Repeat in full every line between the lines holding "Exercise. Indicate the blue" and "x=983, y=634", inclusive, and add 7 to each x and y value in the answer coordinates, leaving all other numbers, including the sample coordinates, unchanged.
##############################
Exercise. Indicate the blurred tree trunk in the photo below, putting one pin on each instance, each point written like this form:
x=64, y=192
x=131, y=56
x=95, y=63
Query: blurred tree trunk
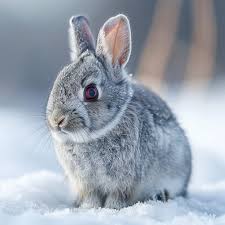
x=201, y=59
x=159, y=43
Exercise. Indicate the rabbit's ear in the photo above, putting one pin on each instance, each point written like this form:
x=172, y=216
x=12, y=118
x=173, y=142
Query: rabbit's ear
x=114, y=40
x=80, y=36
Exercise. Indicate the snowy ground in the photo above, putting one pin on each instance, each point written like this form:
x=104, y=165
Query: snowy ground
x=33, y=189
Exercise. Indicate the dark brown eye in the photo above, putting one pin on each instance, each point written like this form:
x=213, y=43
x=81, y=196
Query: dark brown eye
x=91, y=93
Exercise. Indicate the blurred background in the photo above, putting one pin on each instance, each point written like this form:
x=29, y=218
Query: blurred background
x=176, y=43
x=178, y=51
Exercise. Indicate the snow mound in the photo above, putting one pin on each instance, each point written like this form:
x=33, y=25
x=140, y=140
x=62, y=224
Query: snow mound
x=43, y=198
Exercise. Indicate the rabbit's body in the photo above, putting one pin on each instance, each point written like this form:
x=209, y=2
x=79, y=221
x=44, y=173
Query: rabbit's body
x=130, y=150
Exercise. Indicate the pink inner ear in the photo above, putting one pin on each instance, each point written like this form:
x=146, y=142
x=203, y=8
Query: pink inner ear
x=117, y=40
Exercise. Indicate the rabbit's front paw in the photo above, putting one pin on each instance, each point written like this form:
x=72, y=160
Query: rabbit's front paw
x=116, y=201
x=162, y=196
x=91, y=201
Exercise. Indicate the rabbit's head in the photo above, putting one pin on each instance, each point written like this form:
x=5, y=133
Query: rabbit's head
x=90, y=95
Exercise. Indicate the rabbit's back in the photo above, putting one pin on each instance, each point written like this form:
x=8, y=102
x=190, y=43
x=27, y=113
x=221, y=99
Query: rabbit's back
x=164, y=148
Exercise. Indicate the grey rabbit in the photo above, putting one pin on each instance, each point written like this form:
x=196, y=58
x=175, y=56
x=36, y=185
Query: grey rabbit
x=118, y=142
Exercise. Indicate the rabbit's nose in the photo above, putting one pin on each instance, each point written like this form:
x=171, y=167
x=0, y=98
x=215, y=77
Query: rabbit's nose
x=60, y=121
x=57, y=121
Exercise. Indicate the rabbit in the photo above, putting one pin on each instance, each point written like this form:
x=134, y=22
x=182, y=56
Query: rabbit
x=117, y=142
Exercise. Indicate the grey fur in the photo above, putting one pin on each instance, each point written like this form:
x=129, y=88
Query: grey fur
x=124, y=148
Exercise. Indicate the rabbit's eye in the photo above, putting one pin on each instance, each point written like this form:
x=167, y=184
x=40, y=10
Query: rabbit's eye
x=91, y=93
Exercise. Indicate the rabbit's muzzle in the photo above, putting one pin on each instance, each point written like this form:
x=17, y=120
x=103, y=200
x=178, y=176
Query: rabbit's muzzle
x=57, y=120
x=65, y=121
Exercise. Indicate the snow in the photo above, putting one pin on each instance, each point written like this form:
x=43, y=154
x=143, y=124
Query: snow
##############################
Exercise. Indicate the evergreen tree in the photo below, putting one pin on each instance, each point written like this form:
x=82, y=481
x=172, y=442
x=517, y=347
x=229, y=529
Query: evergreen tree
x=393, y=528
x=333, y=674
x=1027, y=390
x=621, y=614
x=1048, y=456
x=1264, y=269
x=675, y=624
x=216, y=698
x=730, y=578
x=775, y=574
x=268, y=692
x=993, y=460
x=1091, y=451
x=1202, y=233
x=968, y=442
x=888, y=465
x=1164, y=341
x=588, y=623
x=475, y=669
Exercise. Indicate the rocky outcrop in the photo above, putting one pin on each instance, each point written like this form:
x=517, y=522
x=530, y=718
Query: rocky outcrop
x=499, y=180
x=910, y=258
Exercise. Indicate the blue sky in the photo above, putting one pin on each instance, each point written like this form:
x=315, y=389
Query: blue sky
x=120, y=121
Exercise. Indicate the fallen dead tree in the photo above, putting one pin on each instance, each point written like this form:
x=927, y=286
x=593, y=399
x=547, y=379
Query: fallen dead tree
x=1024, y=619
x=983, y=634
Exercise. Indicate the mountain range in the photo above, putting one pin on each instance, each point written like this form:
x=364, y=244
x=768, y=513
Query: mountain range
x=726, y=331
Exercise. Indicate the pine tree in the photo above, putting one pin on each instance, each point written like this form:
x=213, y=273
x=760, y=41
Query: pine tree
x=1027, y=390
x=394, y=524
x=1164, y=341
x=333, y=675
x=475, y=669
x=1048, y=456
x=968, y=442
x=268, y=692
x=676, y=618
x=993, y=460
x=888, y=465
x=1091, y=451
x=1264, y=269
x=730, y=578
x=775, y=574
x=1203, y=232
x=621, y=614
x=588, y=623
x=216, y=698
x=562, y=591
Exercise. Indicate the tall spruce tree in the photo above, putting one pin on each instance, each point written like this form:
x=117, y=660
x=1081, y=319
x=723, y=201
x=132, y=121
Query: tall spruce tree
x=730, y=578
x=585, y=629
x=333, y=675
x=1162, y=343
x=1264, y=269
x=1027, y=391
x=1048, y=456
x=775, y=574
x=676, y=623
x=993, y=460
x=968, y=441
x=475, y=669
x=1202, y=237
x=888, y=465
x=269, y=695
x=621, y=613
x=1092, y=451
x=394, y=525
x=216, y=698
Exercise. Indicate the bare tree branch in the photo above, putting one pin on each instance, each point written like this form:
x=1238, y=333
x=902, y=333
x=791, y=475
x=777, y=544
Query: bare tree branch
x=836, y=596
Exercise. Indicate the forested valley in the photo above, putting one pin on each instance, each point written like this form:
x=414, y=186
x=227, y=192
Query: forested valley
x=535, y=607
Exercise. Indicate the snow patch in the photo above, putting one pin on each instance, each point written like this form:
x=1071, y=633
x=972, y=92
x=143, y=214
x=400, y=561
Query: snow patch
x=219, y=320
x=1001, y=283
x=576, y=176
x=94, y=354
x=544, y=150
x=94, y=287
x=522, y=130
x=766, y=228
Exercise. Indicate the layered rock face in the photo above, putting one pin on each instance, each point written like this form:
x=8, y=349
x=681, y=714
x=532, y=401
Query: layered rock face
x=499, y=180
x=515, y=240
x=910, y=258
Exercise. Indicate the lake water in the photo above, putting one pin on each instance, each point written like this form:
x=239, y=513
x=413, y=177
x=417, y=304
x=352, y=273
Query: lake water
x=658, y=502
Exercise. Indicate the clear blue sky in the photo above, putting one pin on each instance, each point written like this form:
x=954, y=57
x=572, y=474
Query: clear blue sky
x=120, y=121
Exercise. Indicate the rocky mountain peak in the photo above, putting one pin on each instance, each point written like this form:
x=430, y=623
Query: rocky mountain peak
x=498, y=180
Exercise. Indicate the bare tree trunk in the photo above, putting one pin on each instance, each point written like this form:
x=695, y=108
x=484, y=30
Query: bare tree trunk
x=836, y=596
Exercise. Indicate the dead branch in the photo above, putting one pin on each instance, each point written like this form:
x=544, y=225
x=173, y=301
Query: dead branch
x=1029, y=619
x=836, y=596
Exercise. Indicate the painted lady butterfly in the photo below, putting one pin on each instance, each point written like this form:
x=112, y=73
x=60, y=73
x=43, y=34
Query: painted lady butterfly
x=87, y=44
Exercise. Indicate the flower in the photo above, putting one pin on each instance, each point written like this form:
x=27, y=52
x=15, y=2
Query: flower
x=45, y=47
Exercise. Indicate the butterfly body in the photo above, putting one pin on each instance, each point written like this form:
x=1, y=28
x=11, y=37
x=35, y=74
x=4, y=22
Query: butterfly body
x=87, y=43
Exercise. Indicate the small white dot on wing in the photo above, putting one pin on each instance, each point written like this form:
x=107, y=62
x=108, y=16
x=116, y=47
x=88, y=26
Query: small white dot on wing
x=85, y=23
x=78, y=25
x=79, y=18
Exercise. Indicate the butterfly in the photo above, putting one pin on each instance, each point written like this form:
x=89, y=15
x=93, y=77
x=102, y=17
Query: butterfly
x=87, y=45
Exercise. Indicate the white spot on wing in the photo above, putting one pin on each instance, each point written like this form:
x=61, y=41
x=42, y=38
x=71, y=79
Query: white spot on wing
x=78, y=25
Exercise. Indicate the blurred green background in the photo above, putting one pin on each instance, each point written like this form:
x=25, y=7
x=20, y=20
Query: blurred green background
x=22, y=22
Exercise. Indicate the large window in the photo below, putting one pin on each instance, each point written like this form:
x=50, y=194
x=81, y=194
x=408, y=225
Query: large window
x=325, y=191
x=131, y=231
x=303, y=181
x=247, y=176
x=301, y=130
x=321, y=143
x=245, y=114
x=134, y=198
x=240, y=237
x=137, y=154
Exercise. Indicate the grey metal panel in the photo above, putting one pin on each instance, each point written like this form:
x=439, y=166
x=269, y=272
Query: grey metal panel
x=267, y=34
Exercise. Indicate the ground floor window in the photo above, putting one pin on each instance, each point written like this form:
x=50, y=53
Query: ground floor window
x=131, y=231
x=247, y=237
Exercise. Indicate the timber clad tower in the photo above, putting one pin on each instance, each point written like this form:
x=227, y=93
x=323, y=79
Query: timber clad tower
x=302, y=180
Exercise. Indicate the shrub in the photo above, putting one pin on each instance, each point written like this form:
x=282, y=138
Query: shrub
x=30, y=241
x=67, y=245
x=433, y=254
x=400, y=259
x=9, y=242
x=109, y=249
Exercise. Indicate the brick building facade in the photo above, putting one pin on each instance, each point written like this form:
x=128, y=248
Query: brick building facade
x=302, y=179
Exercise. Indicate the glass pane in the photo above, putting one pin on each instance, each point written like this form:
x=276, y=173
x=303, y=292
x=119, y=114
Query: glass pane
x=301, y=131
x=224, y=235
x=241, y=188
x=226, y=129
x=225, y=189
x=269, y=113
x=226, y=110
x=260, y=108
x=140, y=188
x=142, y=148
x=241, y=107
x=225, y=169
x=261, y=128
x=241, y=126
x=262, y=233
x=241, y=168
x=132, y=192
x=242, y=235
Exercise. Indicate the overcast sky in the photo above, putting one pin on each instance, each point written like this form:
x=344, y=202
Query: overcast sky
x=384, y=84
##############################
## Finished answer:
Exercise. Indicate the blue sky in the photo above, putting one pin on each instance, each point written like this form:
x=315, y=389
Query: blue sky
x=127, y=128
Exercise. Indicate the fallen dead tree in the photo above, putting one pin on each instance, each point written like this form:
x=927, y=286
x=593, y=399
x=547, y=379
Query: fallen dead tree
x=1031, y=626
x=990, y=641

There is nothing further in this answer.